┌──

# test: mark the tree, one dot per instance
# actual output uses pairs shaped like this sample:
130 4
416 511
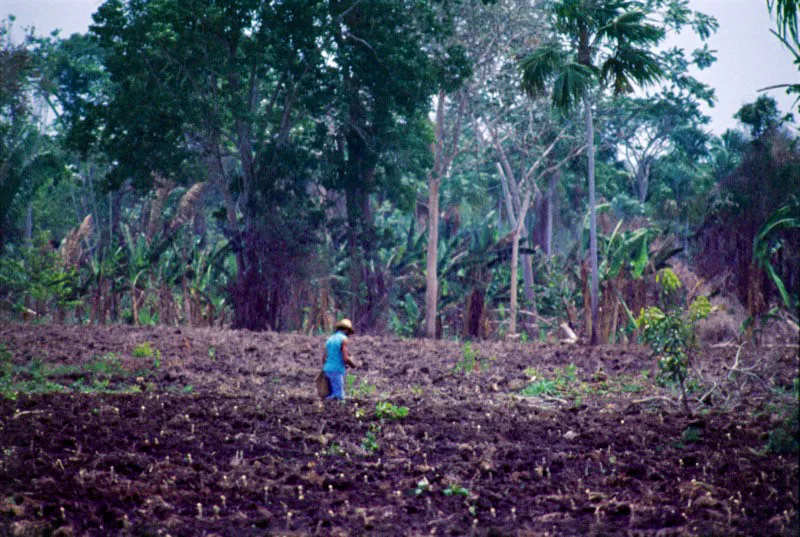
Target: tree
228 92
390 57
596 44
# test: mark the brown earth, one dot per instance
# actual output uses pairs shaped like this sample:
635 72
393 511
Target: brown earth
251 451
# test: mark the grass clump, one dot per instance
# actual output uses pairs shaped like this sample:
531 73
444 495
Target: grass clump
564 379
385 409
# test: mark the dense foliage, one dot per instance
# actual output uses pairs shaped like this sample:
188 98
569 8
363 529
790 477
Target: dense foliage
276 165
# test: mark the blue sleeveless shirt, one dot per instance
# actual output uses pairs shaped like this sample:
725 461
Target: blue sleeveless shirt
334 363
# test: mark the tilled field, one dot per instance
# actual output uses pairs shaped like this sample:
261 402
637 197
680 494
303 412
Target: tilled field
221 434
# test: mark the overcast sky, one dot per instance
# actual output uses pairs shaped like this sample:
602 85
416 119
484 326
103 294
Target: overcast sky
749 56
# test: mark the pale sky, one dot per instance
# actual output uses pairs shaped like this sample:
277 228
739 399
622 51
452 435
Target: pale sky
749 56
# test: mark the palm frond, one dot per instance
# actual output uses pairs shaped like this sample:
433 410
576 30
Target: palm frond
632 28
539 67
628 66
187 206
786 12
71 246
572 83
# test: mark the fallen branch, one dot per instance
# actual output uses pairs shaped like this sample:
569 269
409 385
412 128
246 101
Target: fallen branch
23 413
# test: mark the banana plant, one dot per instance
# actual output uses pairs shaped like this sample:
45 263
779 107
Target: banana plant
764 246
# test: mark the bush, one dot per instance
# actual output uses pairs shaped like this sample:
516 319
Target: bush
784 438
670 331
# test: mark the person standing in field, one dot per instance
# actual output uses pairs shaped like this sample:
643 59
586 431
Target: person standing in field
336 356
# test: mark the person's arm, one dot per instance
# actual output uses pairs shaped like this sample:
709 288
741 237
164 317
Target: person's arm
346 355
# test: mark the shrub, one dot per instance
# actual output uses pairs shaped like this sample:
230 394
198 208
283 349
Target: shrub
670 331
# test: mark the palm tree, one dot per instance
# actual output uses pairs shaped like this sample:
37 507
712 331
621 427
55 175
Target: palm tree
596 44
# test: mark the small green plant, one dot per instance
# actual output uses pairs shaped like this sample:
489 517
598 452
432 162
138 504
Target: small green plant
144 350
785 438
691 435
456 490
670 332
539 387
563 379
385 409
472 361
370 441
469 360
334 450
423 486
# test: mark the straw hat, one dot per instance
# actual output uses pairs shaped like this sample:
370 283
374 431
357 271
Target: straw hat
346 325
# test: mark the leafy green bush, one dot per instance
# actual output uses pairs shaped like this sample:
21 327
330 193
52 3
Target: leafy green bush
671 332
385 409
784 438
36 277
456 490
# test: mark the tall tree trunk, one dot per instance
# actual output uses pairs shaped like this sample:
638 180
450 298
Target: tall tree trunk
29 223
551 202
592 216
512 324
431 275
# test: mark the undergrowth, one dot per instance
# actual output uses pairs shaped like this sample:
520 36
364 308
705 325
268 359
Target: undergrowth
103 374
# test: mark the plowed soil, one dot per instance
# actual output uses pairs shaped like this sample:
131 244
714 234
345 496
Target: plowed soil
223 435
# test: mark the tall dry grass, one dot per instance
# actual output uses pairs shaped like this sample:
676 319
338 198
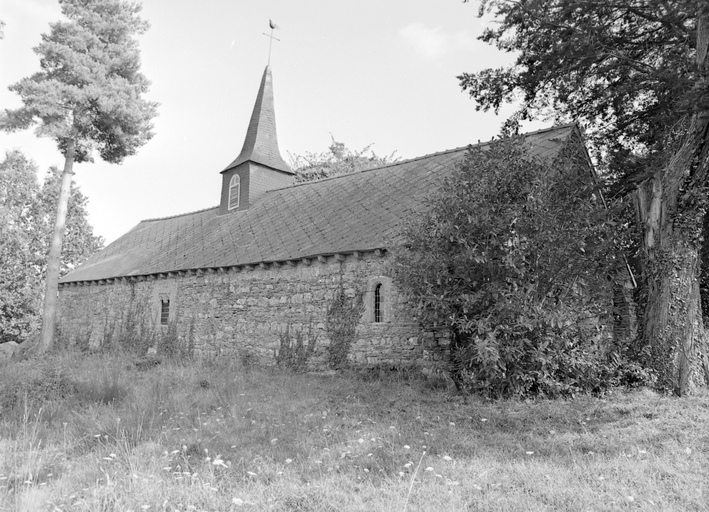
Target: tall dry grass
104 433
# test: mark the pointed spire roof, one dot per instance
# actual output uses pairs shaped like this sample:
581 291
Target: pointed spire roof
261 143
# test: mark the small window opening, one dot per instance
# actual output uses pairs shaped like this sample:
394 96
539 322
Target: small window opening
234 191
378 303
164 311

└──

- **Exercise directions**
Write out every entry again word for word, without any of the pictures.

- **Completed exercise**
# test: mark the tree, one dot per instance
# actual output uses pairs shaped like this sample:
130 4
416 511
Target: tree
228 92
390 57
596 44
# test: mark the brown earth, one dot per instance
# actual output uses pairs shaped like this sample:
635 72
393 511
Target: brown earth
251 451
# test: mark the grass clump, one dot per instance
# actual output uses pairs shaped like this sample:
531 73
444 495
Target: grass clump
564 379
385 409
# test: mark the dense foliage, one dot per instance
# actual output uses pairs shaped like this sample:
188 98
569 8
363 529
790 477
Target: dense foliage
276 165
# test: mark the blue sleeveless shirt, one dot per instance
# actual output uses pairs shaped like this sample:
725 461
Target: blue sleeveless shirt
334 363
# test: mark the tilled field, one dot per instance
# actual output uses pairs shaped like this sample:
261 402
637 197
680 494
303 412
Target: tilled field
221 434
# test: mark the overcast sky, one dot per instance
# actual output uses pairs shaped like this sample:
602 85
416 119
484 326
103 294
Target: overcast sky
749 56
# test: mark the pale sky, one dot per instance
# actual output uses pairs shaped like this sample:
277 228
739 399
622 51
452 435
Target: pale sky
749 56
# test: mark the palm frond, one dot per instance
# actual output uses pairs shaped like this sample:
433 410
576 30
Target: palm frond
632 28
539 67
628 66
187 206
786 12
71 246
572 83
# test: mark the fallen branch, one dot per instance
# actual output uses pairs shaped like this sample:
569 269
409 385
412 128
246 101
Target: fallen branch
23 413
# test: mark the banana plant, one dot per instance
# actual output uses pairs shaped like this sample:
45 263
779 107
Target: banana plant
764 246
# test: mark the bush, one dot per instance
# actual output uses pairs shaped like this sample:
516 319
Target: bush
784 438
670 331
# test: mark the person standing in field, one dot per instance
# actual output uses pairs shaped like this sample:
643 59
586 431
Target: person standing in field
336 356
# test: mark the person's arm, one dot per instance
# actual output uses pairs shaped like this sample:
709 288
741 237
164 317
Target: person's arm
346 355
# test: mark the shrub, one dot per instance
# actual output uses pairs shaped like this sample:
230 394
198 208
283 349
Target: shrub
670 331
# test: mark the palm tree, one dot per instance
# actual output uses pairs shaped like this sample:
37 507
712 331
621 427
55 175
Target: palm tree
596 44
# test: mark the small green plant, one dot per instance
# actual output uses pairs shaped like this sample:
489 517
598 452
432 162
138 504
Target: small green plant
144 350
785 438
691 435
456 490
670 332
539 387
563 379
385 409
472 361
370 441
469 360
334 450
423 486
# test: mark the straw hat, one dot per instance
# actual output uses pairs shaped like this sample:
370 283
374 431
357 271
Target: straw hat
346 325
# test: mark the leafy green bush, one dot per instance
# actual output uses pairs shaped like this sample:
21 327
330 193
52 3
Target: leafy green bush
671 332
385 409
784 438
36 277
456 490
# test: mark the tall tree trunk, one dot per instance
# actual output uses pairs shaped like this sample:
638 180
450 298
Target: tall tree trunk
29 223
551 202
592 216
512 324
431 275
# test: mark the undergrowth, one dot per instance
# actual output uses pairs shaped like this sample:
520 36
364 308
705 325
268 359
Target: undergrowth
103 374
# test: mark the plowed soil, one dot per instance
# actual output uses pairs shaped like this sample:
131 244
714 234
345 496
Target: plowed soil
223 435
# test: mark the tall dry grass, one dot per instance
# actual output uses pairs shaped like this sample:
676 319
338 198
Target: tall dry grass
104 433
# test: mark the pointed spire roof, one dot per instance
# actual output uses pairs shaped like this sample:
581 291
Target: pointed spire roof
261 143
# test: mark the small window opening, one dot per instance
# actual output uses pairs shaped like this sample:
394 96
539 322
Target: small window opening
234 191
378 303
164 311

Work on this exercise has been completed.